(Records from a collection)
———

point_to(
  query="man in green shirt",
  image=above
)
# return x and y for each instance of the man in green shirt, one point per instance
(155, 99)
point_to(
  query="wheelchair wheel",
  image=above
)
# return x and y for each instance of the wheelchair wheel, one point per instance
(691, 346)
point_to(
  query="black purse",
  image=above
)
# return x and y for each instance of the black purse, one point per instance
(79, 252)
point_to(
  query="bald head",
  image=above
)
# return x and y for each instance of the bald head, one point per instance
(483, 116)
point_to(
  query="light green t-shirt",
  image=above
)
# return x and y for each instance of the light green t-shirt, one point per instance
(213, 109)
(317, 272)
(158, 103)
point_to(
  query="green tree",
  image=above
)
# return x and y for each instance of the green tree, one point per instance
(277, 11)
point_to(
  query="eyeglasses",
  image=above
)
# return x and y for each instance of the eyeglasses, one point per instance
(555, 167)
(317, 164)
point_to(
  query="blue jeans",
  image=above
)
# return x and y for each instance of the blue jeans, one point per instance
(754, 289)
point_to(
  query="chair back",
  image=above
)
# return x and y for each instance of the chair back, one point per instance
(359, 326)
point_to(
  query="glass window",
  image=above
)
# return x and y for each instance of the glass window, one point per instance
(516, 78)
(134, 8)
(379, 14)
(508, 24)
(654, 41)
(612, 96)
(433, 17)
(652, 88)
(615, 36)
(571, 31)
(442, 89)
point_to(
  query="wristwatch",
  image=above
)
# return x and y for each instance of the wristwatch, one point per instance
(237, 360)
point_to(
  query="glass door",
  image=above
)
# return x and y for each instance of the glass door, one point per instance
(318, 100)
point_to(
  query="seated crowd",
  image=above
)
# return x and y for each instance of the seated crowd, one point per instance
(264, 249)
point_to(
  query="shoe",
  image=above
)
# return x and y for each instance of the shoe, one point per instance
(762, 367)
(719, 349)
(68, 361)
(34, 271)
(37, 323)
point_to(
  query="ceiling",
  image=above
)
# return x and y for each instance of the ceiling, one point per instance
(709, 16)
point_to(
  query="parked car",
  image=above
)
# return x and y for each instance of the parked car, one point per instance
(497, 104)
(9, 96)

———

--- Task directions ---
Which lines in the records above contain the string "wheel"? Return every such line in full, treating uppercase and lowercase as different.

--- Output ---
  query="wheelchair wheel",
# return x and y for each instance of the wheelchair wheel, one point per instance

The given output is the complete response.